*TEXT BLOCK*.

As part of his credentials to become a union official, Hutchins worked briefly in the late 1970s on a garbage truck and as a forklift driver.
His early mentor was Leo McLeay, the former assistant NSW ALP secretary and later House of Representatives speaker, who recommended Hutchins to the TWU’s leadership as a recruit.
Hutchins succeeded John McLean as the TWU’s NSW branch secretary in 1993, serving in the position for five years until moving to the Senate.
He was also the TWU’s federal president over the same period, and an executive member of the ACTU when the peak union organisation was led by Bill Kelty.
At one point Hutchins led a walkout of his union as an ACTU affiliate because he did not believe a shift to decentralised bargaining was capable of giving the best wage outcomes for truck drivers in the fragmented industry he represented.
Although he was an avid supporter of Paul Keating as prime minister, Hutchins did not accept that the TWU should be included in big union merger plans backed by Mr Kelty and Mr Keating in the 1990s, and he succeeded in keeping the TWU out as a stand-alone union.

*TASKS*.
A. Return the stretch of the passage on Hutchins from "His early mentor" through "as a recruit.", word for word.
B. Resume the passage on Hutchins, picking up right after its final sentence.

*Stored data entries*.
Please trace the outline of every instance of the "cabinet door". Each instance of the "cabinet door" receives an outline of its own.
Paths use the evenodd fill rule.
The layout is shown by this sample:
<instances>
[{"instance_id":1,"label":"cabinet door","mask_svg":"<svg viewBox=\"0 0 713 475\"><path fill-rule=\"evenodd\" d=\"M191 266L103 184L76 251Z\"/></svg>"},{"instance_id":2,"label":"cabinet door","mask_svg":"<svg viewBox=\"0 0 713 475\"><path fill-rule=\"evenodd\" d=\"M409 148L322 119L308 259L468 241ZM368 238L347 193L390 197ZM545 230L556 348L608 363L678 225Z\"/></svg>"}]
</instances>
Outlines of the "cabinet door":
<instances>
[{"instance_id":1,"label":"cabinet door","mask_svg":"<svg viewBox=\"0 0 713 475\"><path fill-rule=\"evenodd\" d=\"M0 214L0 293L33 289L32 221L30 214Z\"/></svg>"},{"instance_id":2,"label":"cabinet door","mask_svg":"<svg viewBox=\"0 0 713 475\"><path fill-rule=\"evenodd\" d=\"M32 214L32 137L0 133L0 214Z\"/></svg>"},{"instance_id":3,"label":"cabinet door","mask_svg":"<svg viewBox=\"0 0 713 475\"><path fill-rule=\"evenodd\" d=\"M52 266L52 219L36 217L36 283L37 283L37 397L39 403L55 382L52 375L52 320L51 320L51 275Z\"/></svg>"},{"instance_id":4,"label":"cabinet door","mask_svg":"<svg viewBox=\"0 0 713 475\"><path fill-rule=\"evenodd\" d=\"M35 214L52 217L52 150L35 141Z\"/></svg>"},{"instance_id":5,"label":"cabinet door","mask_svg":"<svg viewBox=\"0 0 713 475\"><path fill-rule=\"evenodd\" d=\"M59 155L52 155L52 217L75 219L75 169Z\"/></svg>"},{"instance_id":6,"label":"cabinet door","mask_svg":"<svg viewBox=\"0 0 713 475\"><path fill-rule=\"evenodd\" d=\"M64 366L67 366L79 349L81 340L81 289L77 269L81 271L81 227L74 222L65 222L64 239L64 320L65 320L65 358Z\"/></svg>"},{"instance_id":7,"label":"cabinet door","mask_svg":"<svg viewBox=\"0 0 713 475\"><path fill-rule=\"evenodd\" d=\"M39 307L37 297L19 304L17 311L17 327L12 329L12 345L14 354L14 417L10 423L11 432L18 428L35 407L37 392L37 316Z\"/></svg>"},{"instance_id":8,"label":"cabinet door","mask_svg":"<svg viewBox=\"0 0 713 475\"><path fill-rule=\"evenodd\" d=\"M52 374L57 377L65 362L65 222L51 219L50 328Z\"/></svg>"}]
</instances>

*EXERCISE RESPONSES*.
A.
His early mentor was Leo McLeay, the former assistant NSW ALP secretary and later House of Representatives speaker, who recommended Hutchins to the TWU’s leadership as a recruit.

B.
As a Senate committee chairman, Hutchins headed the joint parliamentary committee on the National Crime Authority and Australian Crime Commission, and was responsible for a significant report on law enforcement. He also sat on committees related to legal and constitutional matters, and foreign affairs and trade.
Hutchins was key part of a move to oust Mr Rudd as prime minister in 2010 because of alarm inside the Labor caucus about Mr Rudd’s alleged lack of consultation and serious dysfunction in the running of his office. Opinion polls also suggested that Labor might not win the imminent election with him in charge after a collapse in voter support.
Mr Rudd’s ousting had its genesis in the Senate before enough numbers were gathered in the lower house for a party room vote that installed Ms Gillard as his replacement. In that group Hutchins was close to South Australian senator Don Farrell and then Western Australian senator Mark Bishop, among others.
Hutchins did not take public credit for his role in helping to overthrow Mr Rudd and declined to appear on the ABC Four Corners program, The Killing Season, that explored the extraordinary overthrow of a first-term prime minister.
Along with Senator Farrell and Wayne Swan, Hutchins stated loyal to Ms Gillard throughout her prime ministership.
Although he had left the senate in mid-2011, he remained interested in ALP politics and did not support a move to dump Ms Gillard and reinstate Mr Rudd in the lead-up to the 2013 federal election that Labor lost.
Hutchins suffered his first bout of cancer shortly after entering the Senate. He recovered with treatment, but the disease later recurred.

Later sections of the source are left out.